- _RICHIESTA DATA 1_
Cambia "one dot per instance" in "one point per instance" in tutti i record e riscrivi le righe, lasciando il resto com'è.

- _BRANO ESTRATTO_
* * * *
Nella casa delle Missionarie dell’Immacolata di Hyderabad incontra, però, delle «formatrici straordinarie, molto attente alle mie fragilità e sempre pronte a incoraggiarmi. Ho sentito che avevano molta cura e attenzione per me».

Quando poi si trasferisce nella casa di formazione, sperimenta per la prima volta la bellezza e la difficoltà di vivere insieme a persone diverse. «Anche se eravamo tutte indiane, venivamo da posti con lingue, culture, stili di vita, cibo e abitudini molto differenti. Ho cercato di adattarmi alla situazione e forse anche la Grazia di Dio mi ha aiutata a viverne i lati positivi. Sentivo di essere felice della vita che avevo scelto».
Durante la formazione, suor Vimala incontra molte di quelle che diventeranno sue consorelle e che a quel tempo venivano a condividere la loro testimonianza e le loro esperienze di missione. Erano di nazionalità diverse e avevano vissuto in vari Paesi: Brasile, Papua Nuova Guinea, Italia, Africa… «Quei racconti mi colpivano molto. Ma soprattutto mi colpiva la gioia con cui parlavano della loro vita missionaria. Sentivo che erano felici, nonostante le difficoltà che vivevano. Ma le loro vite erano piene di Dio. Desideravo partire ed essere come loro».
* * * *
- _RICHIESTA DATA 2_
Per ciascuna affermazione, indica se il brano su suor Vimala le dà ragione (sì o no) e cita le parole del brano che lo dimostrano.
(a) Nella casa di formazione le ragazze erano tutte indiane.
(b) Le consorelle che venivano a raccontare le loro esperienze avevano tutte la stessa nazionalità.
(c) Le formatrici di Hyderabad erano poco attente alle sue fragilità.

- _DATI ESTRATTI_
* * * *
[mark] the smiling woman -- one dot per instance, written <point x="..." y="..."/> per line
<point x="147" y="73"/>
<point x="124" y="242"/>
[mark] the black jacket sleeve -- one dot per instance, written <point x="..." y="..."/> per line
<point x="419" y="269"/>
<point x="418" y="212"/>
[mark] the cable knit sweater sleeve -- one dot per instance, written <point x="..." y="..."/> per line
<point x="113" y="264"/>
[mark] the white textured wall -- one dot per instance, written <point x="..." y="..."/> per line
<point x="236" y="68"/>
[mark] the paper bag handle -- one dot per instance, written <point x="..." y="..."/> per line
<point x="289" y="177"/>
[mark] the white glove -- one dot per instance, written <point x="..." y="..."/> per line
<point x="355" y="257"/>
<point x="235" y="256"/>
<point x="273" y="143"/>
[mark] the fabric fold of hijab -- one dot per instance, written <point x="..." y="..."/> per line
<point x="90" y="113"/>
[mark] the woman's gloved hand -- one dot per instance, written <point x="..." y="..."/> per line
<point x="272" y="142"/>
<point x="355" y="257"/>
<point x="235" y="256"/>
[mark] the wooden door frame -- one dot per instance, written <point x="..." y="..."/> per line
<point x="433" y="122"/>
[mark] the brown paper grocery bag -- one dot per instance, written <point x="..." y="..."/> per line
* * * *
- _RISULTATO 1_
[mark] the smiling woman -- one point per instance, written <point x="..." y="..."/> per line
<point x="147" y="73"/>
<point x="124" y="242"/>
[mark] the black jacket sleeve -- one point per instance, written <point x="..." y="..."/> per line
<point x="419" y="269"/>
<point x="418" y="212"/>
[mark] the cable knit sweater sleeve -- one point per instance, written <point x="..." y="..."/> per line
<point x="113" y="264"/>
[mark] the white textured wall -- one point per instance, written <point x="..." y="..."/> per line
<point x="236" y="68"/>
[mark] the paper bag handle -- one point per instance, written <point x="..." y="..."/> per line
<point x="289" y="177"/>
[mark] the white glove -- one point per instance, written <point x="..." y="..."/> per line
<point x="355" y="257"/>
<point x="235" y="256"/>
<point x="273" y="143"/>
[mark] the fabric fold of hijab -- one point per instance, written <point x="..." y="..."/> per line
<point x="90" y="113"/>
[mark] the woman's gloved hand -- one point per instance, written <point x="..." y="..."/> per line
<point x="272" y="142"/>
<point x="355" y="257"/>
<point x="235" y="256"/>
[mark] the wooden door frame -- one point per instance, written <point x="..." y="..."/> per line
<point x="433" y="122"/>
[mark] the brown paper grocery bag -- one point per instance, written <point x="..." y="..."/> per line

- _RISULTATO 2_
(a) Sì: «Anche se eravamo tutte indiane».
(b) No: «Erano di nazionalità diverse».
(c) No: «molto attente alle mie fragilità».